*Exercise requirements:* Only those lines running from the line that contains "find the woman with white" through the end of the material are to be written out, each exactly as shown.

*Records for this task:*
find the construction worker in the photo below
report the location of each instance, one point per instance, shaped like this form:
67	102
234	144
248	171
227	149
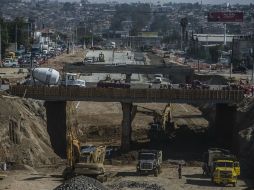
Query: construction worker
180	171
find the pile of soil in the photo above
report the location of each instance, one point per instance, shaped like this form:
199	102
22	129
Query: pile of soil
23	133
246	136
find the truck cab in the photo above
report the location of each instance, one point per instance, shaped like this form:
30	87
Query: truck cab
149	161
225	172
71	79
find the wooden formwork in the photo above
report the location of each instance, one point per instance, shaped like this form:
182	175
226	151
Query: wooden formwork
135	95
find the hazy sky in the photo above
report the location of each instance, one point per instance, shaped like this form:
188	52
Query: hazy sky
177	1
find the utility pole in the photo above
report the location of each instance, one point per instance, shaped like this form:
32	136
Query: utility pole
232	56
0	45
252	57
16	38
225	34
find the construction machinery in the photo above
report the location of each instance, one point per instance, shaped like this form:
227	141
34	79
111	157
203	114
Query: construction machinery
49	76
84	160
149	161
221	166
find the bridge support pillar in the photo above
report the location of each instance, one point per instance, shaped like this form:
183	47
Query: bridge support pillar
56	126
126	126
128	78
225	126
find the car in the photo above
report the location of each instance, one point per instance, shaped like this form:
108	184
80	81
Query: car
10	63
196	84
240	69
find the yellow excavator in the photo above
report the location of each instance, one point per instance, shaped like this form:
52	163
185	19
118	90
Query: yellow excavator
85	159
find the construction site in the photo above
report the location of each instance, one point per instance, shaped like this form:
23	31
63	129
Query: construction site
106	143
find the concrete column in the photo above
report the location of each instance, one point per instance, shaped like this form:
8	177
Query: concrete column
126	126
225	127
56	126
128	78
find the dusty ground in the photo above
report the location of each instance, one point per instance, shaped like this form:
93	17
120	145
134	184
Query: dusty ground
100	123
120	178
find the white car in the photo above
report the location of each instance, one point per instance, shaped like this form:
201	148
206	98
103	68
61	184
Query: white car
10	63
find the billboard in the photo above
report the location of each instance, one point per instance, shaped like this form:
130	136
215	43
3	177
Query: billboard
227	16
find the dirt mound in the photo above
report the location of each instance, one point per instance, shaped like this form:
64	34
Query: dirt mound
246	136
23	133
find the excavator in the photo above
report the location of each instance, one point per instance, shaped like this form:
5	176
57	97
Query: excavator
162	127
84	160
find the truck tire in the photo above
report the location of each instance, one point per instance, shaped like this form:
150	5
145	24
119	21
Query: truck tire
156	172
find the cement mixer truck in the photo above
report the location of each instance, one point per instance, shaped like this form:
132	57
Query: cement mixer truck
51	77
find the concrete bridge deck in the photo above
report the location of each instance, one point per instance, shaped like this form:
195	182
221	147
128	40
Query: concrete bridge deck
128	69
126	95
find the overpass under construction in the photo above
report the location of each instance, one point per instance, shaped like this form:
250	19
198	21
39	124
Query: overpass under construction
56	98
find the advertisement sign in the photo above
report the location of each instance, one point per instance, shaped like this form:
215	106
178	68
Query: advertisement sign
228	16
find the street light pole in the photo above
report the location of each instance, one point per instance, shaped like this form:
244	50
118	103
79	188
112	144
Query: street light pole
252	72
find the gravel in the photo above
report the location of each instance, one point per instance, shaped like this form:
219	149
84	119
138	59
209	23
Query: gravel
81	183
135	185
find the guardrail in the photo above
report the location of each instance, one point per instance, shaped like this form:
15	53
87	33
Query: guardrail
57	93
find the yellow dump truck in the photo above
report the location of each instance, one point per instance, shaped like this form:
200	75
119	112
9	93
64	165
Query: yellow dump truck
221	166
226	172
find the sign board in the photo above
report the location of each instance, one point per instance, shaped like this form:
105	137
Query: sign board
228	16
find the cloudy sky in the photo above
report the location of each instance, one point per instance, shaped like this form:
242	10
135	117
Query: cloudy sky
175	1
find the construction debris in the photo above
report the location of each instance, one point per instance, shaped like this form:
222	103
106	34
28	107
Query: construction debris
135	185
81	183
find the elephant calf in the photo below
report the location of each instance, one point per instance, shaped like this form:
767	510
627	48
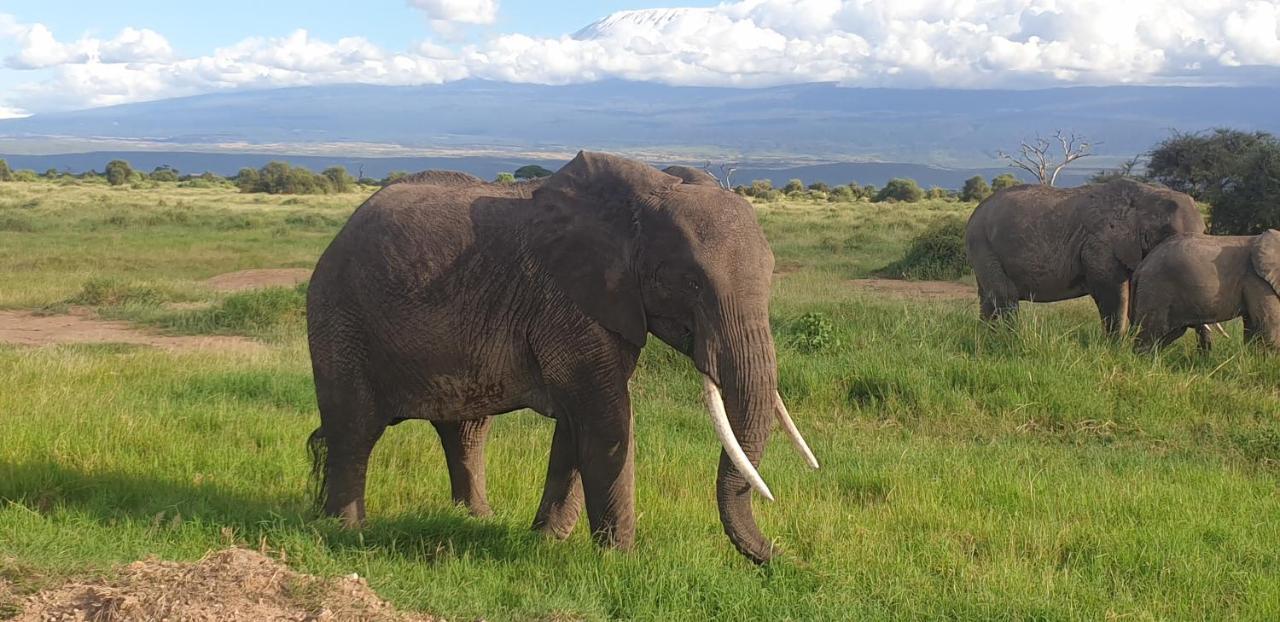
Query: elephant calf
1192	280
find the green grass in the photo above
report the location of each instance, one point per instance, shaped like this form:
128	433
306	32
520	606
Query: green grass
1034	472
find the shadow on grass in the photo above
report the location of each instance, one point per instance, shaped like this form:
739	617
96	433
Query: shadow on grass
112	498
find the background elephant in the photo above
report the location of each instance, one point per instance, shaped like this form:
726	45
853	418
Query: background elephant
453	302
689	174
1042	243
1192	280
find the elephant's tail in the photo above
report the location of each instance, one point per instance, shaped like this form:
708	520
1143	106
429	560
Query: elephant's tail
319	449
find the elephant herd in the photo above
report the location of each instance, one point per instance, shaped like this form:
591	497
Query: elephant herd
452	300
1139	251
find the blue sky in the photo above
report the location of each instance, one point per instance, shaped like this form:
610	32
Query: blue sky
60	55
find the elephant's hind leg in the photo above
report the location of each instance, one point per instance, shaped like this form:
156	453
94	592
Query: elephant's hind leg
350	426
997	295
464	444
562	497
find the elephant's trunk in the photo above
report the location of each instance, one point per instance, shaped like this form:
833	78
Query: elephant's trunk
746	376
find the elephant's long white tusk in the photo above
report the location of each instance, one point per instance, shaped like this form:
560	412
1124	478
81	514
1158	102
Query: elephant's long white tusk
720	420
780	410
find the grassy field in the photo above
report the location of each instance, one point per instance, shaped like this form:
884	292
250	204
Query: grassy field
1031	474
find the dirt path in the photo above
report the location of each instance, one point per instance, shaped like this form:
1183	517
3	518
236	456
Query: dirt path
228	585
255	279
23	328
918	289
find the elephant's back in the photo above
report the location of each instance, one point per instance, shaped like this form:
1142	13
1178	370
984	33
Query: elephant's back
405	238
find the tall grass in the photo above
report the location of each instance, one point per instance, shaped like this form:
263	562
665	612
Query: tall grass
1036	471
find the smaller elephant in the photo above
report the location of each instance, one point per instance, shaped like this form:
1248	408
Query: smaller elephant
1197	280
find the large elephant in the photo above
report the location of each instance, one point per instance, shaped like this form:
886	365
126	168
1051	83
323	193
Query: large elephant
1042	243
1193	280
455	302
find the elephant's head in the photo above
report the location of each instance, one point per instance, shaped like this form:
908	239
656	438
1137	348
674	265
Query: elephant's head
1153	215
689	264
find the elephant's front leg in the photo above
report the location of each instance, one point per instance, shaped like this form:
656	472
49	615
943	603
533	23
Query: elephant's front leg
464	452
606	458
1111	295
562	497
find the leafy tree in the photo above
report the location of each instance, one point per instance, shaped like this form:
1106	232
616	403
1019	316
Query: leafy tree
531	172
164	173
1248	201
974	190
759	187
338	178
118	172
1202	164
841	195
247	179
900	190
1004	181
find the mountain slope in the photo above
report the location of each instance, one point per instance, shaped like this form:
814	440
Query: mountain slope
782	124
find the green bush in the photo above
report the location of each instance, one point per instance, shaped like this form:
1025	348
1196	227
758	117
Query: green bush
976	188
813	332
118	172
900	190
106	292
256	311
936	254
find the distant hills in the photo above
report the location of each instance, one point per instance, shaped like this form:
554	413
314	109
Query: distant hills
835	133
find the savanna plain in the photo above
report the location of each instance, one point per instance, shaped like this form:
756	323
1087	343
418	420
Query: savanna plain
1037	471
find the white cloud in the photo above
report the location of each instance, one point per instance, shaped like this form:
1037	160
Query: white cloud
444	14
746	42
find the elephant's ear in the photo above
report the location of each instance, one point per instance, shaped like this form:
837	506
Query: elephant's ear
1266	257
585	234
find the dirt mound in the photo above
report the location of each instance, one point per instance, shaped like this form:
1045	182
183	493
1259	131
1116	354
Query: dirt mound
28	329
918	289
228	585
257	279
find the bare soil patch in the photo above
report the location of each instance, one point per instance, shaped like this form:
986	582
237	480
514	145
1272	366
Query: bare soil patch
228	585
257	279
918	289
24	328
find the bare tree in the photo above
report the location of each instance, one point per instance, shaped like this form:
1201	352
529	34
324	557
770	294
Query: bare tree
726	177
1041	160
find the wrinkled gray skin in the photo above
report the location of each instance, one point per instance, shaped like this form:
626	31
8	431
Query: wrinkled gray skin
1192	280
691	175
457	301
1042	243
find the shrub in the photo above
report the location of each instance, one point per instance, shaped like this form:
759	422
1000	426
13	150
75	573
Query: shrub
1249	204
280	178
106	292
813	332
936	254
1004	181
974	190
338	178
164	173
900	190
118	172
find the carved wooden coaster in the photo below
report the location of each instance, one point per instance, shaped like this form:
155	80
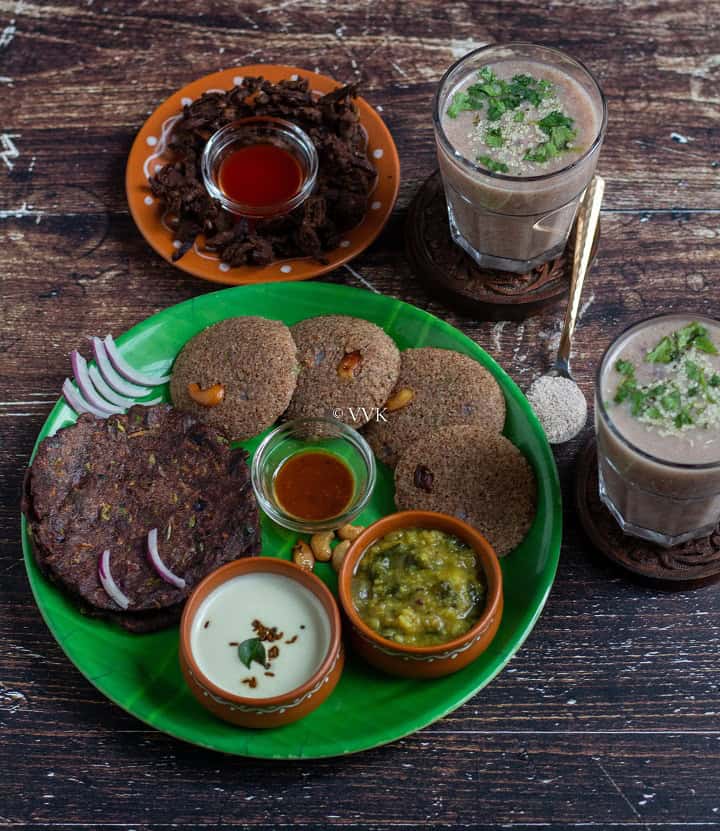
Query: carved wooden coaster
456	279
687	566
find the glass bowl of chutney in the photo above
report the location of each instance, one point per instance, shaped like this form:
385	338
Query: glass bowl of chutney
313	474
259	167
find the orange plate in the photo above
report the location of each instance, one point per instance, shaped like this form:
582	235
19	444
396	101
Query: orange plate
147	152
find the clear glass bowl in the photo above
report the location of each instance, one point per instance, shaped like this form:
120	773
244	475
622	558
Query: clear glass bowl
259	130
301	435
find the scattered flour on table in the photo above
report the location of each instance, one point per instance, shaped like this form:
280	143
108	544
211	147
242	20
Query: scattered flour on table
559	405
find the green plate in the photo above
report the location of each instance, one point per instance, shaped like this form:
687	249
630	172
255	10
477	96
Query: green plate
140	673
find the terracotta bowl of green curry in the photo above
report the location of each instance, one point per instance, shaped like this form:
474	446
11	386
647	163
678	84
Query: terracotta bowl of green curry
422	592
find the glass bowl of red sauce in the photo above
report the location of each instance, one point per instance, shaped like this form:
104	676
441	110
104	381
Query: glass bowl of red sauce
313	474
259	167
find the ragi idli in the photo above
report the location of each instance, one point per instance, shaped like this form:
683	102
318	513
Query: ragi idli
348	366
473	474
253	358
435	388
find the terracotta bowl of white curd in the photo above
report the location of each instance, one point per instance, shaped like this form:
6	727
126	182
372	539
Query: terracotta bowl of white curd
260	642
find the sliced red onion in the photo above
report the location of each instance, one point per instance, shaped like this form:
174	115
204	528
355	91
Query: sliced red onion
108	372
106	578
109	393
78	403
80	370
159	565
127	372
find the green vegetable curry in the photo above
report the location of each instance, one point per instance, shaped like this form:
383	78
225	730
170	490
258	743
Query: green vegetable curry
419	587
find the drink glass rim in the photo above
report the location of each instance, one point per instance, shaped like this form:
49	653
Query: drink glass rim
602	409
475	168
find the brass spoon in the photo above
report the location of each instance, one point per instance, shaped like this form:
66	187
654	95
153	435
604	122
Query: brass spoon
557	400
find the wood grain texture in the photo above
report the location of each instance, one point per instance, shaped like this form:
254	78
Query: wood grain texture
609	716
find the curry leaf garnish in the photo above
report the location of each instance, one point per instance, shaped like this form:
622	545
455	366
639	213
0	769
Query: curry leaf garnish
671	347
493	137
491	164
251	650
499	95
561	132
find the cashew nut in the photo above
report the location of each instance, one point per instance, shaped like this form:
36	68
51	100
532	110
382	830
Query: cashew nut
349	365
320	544
350	532
303	556
339	553
210	397
400	399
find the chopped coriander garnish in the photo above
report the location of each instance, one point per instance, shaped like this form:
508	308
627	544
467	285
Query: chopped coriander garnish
491	164
671	347
493	138
499	95
251	650
561	131
683	394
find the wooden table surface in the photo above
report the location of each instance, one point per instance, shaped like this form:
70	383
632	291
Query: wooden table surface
609	715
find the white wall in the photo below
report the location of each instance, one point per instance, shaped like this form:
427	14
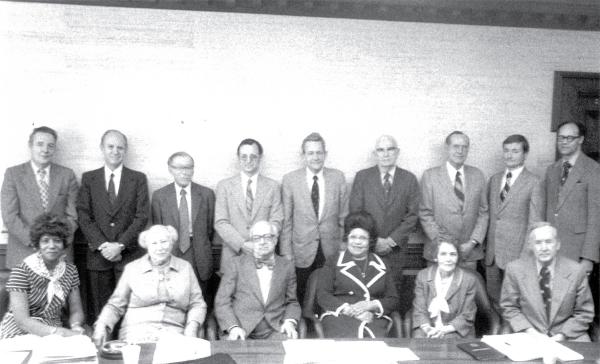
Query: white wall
200	82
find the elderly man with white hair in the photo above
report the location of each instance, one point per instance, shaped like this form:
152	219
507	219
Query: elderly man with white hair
546	293
157	293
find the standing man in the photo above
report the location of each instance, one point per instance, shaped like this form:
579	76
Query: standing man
515	200
454	201
113	209
189	208
315	204
391	195
35	187
243	200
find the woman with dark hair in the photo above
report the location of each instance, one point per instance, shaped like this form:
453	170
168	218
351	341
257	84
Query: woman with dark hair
444	304
355	290
43	284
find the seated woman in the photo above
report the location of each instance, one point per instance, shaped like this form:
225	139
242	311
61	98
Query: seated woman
157	293
355	290
444	304
43	285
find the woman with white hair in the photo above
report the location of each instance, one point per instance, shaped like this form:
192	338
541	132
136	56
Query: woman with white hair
157	293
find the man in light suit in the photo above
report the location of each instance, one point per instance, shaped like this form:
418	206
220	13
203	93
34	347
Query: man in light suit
515	202
113	209
315	204
189	208
454	201
35	187
244	199
257	295
391	195
547	293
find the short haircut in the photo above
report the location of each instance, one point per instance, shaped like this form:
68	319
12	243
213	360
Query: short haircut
362	220
43	129
179	154
110	131
250	141
582	129
456	132
314	137
52	225
157	230
517	138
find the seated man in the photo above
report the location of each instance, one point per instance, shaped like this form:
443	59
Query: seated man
546	293
257	295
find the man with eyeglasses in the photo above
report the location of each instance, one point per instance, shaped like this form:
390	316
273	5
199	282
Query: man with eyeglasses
315	204
454	201
189	208
572	191
257	295
391	195
243	200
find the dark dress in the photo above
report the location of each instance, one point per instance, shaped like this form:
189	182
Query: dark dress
342	281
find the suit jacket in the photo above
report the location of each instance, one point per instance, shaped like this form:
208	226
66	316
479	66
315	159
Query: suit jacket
395	218
21	204
301	230
460	298
231	219
439	210
510	220
574	209
100	222
239	299
166	212
572	308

*Result of the exercise:*
find the woman with white hair in the photo above
report the location of each instance, one point per instance, shaped like this form:
192	338
541	132
136	56
Query: woman with white hair
157	293
find the man in light suit in the photo above
report the location of each instance, one point per instance, shaped like this form:
418	206
220	13
203	93
34	347
Query: man in light suit
515	202
113	209
315	204
189	208
454	201
35	187
244	199
257	295
391	195
547	293
find the short haircut in the photo above
report the location of each instance, one point per instance, shaped like this form:
68	319
12	243
213	360
Query: short haircut
362	220
43	129
179	154
110	131
250	141
582	129
456	132
314	137
52	225
157	230
517	138
find the seated man in the photo above
report the location of each instance, one point per instance, shaped like this form:
443	59
Query: seated man
546	293
257	295
find the man with eyeglasses in the photo above
report the location of each instance, one point per instance, shaped like this form:
390	316
273	5
199	282
Query: man with eyeglasses
315	204
454	201
189	208
572	191
257	295
391	195
243	200
find the dark dress in the photo above
report the location of each instance, one point per instance, shaped like this form:
189	182
Query: dark dress
342	281
find the suit jacket in the photo above
report the location of each instance, one point per instance, shaped like this form:
208	226
66	316
479	66
315	159
Query: suit jacket
395	218
21	204
301	230
460	298
231	219
439	210
510	220
574	209
100	222
239	299
166	212
572	308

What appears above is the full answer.